(Michael McCloskey/iStockphoto)

Barbra Streisand is co-founder of the Women’s Heart Alliance.

My eyes were opened to gender inequality when I was 26.

I’d decided I wanted to make a movie based on Isaac Bashevis Singer’s story of Yentl, a young woman who has to pretend she’s a man to get an education. It was hard to convince anyone that an actress could direct, that a woman could manage a budget or that a mainstream audience would care about this scholarly female protagonist. Multiple studios turned us down. Yentl took 14 years to get made. I’m proud to say it came in on budget and went on to win several major awards. But, more important, it ignited my passion for ensuring women get the same chances in life as men.

Many years later, I was staggered to learn about something called “the Yentl syndrome” — a phrase coined in 1991 by then-director of the National Institutes of Health Bernadine Healy to illuminate a medical disparity. Healy found that women who had heart attacks were not getting the same quality of care as men. Unless a woman’s symptoms looked just like a man’s, too often she would be misdiagnosed or undertreated — which helps explain why, for the past 30 years, more women than men have died of heart disease.

Natural-language object grounding data:

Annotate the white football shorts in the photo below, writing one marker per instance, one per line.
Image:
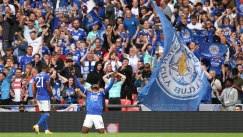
(93, 119)
(44, 105)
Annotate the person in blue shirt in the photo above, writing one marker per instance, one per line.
(69, 93)
(57, 82)
(217, 64)
(131, 24)
(27, 58)
(34, 72)
(76, 32)
(42, 93)
(94, 105)
(42, 5)
(5, 81)
(1, 65)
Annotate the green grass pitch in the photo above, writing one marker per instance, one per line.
(123, 135)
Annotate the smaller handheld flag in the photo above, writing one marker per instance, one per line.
(100, 33)
(210, 49)
(239, 6)
(92, 19)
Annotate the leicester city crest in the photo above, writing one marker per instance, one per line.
(213, 49)
(180, 73)
(90, 18)
(186, 34)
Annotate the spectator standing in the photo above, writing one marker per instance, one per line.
(127, 87)
(19, 88)
(69, 93)
(229, 96)
(5, 81)
(115, 91)
(131, 24)
(238, 84)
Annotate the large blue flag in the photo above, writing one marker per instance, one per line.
(186, 35)
(233, 62)
(101, 32)
(202, 36)
(210, 49)
(239, 5)
(92, 19)
(178, 83)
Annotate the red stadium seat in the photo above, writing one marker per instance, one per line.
(80, 101)
(125, 102)
(62, 101)
(106, 103)
(133, 109)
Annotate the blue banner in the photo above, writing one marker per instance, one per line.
(101, 32)
(233, 62)
(178, 83)
(239, 6)
(202, 36)
(210, 49)
(92, 19)
(186, 34)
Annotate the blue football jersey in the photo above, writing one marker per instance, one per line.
(40, 81)
(78, 35)
(24, 61)
(94, 99)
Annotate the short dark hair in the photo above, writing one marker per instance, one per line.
(144, 8)
(4, 74)
(235, 71)
(126, 59)
(33, 32)
(230, 80)
(44, 67)
(69, 60)
(37, 55)
(193, 16)
(36, 68)
(29, 47)
(9, 48)
(239, 106)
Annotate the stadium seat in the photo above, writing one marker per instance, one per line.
(133, 109)
(80, 101)
(62, 101)
(134, 98)
(106, 103)
(125, 102)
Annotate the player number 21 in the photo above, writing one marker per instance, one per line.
(39, 82)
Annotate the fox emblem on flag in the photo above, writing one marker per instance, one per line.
(214, 49)
(178, 83)
(179, 70)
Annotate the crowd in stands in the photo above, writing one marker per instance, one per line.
(54, 32)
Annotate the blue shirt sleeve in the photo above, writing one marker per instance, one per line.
(79, 85)
(109, 86)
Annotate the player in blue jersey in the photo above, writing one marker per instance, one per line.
(94, 105)
(27, 58)
(76, 32)
(42, 93)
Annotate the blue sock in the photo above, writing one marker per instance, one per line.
(43, 119)
(45, 125)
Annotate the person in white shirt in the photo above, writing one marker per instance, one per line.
(28, 28)
(216, 87)
(114, 61)
(194, 24)
(35, 42)
(229, 96)
(135, 9)
(6, 3)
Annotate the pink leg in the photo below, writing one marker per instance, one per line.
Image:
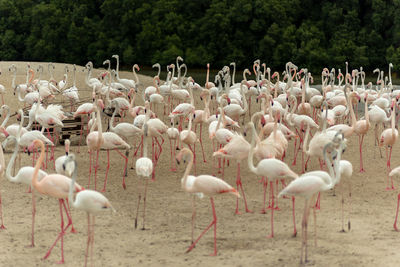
(95, 169)
(294, 218)
(201, 143)
(271, 185)
(360, 140)
(144, 202)
(397, 213)
(33, 219)
(108, 167)
(239, 184)
(214, 222)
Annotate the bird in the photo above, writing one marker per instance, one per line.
(208, 185)
(53, 185)
(60, 160)
(273, 169)
(144, 169)
(388, 139)
(92, 202)
(237, 148)
(307, 185)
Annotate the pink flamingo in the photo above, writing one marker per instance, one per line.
(388, 139)
(53, 185)
(208, 185)
(144, 168)
(361, 129)
(238, 148)
(307, 185)
(273, 169)
(90, 201)
(24, 176)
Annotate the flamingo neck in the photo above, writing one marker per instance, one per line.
(39, 162)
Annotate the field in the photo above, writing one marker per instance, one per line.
(241, 239)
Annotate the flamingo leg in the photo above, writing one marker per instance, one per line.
(193, 215)
(201, 144)
(144, 203)
(60, 235)
(294, 218)
(125, 173)
(95, 169)
(264, 182)
(214, 222)
(239, 184)
(271, 185)
(361, 140)
(108, 167)
(33, 219)
(397, 213)
(88, 240)
(138, 205)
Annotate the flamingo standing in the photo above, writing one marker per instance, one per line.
(238, 148)
(90, 201)
(57, 186)
(388, 139)
(144, 168)
(361, 129)
(307, 185)
(273, 169)
(24, 176)
(208, 185)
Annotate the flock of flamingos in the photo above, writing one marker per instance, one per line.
(285, 107)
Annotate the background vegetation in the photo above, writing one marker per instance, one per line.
(310, 33)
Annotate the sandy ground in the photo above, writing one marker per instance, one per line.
(241, 239)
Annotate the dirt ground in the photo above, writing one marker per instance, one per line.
(241, 239)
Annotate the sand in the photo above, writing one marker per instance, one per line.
(241, 239)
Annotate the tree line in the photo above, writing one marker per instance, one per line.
(310, 33)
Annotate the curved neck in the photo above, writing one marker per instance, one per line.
(135, 75)
(111, 122)
(186, 173)
(35, 182)
(7, 108)
(252, 145)
(12, 162)
(99, 128)
(14, 77)
(71, 199)
(117, 69)
(233, 74)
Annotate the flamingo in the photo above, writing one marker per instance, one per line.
(307, 185)
(53, 185)
(24, 176)
(238, 148)
(60, 160)
(144, 168)
(206, 184)
(273, 169)
(361, 129)
(92, 202)
(388, 139)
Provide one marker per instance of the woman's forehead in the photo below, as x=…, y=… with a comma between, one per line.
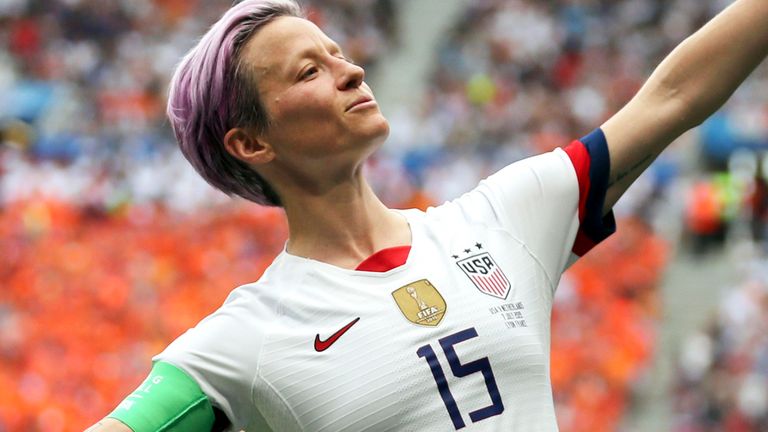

Prompt 1:
Answer these questions about the excerpt on the Yentl syndrome:
(a) Which organization does the excerpt say Barbra Streisand co-founded?
(b) How many years did Yentl take to get made?
(c) In what year was the phrase "the Yentl syndrome" coined?
Prompt 2:
Rewrite the part of the excerpt on the Yentl syndrome that opens with the words containing "Many years later, I" and closes with "of heart disease.", switching "heart attacks" to "cardiac events".
You can leave the listing aside; it isn't needed here.

Exercise solution 1:
(a) The Women's Heart Alliance
(b) 14 years
(c) 1991

Exercise solution 2:
Many years later, I was staggered to learn about something called “the Yentl syndrome” — a phrase coined in 1991 by then-director of the National Institutes of Health Bernadine Healy to illuminate a medical disparity. Healy found that women who had cardiac events were not getting the same quality of care as men. Unless a woman’s symptoms looked just like a man’s, too often she would be misdiagnosed or undertreated — which helps explain why, for the past 30 years, more women than men have died of heart disease.